## Data to examine

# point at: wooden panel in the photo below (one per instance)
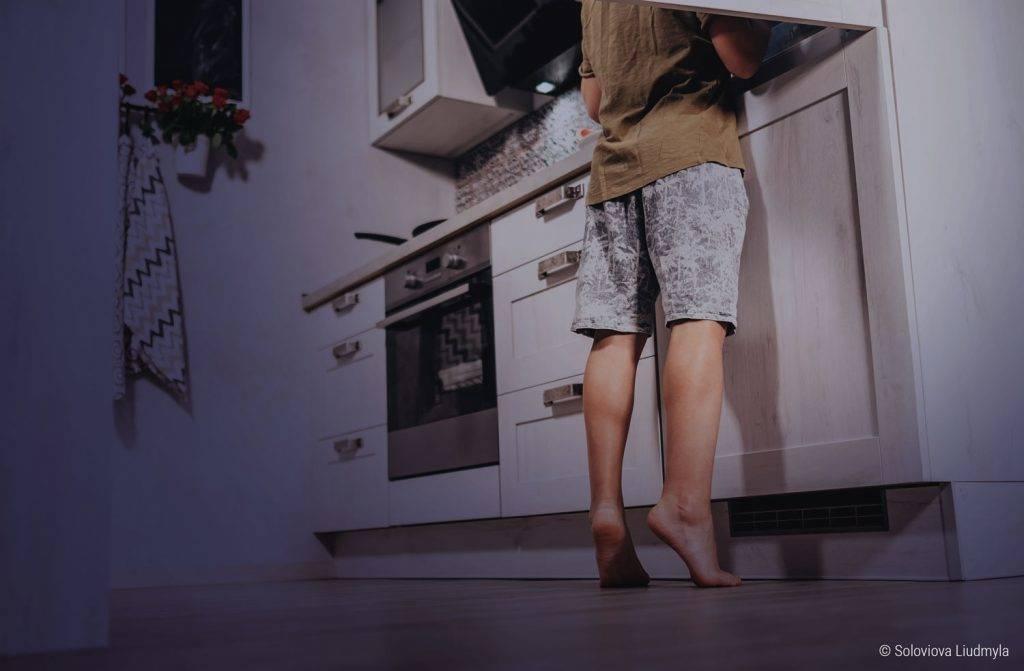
(559, 546)
(349, 485)
(892, 310)
(987, 528)
(799, 372)
(532, 340)
(350, 393)
(820, 382)
(330, 325)
(544, 450)
(842, 13)
(520, 236)
(470, 494)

## Problem to solve
Exclude the images and output the lines above exactly.

## Answer to the exercise
# point at: wooden panel in the photo below (one per instance)
(559, 546)
(349, 485)
(892, 310)
(987, 528)
(799, 372)
(532, 340)
(350, 393)
(820, 382)
(330, 325)
(544, 450)
(842, 13)
(520, 236)
(470, 494)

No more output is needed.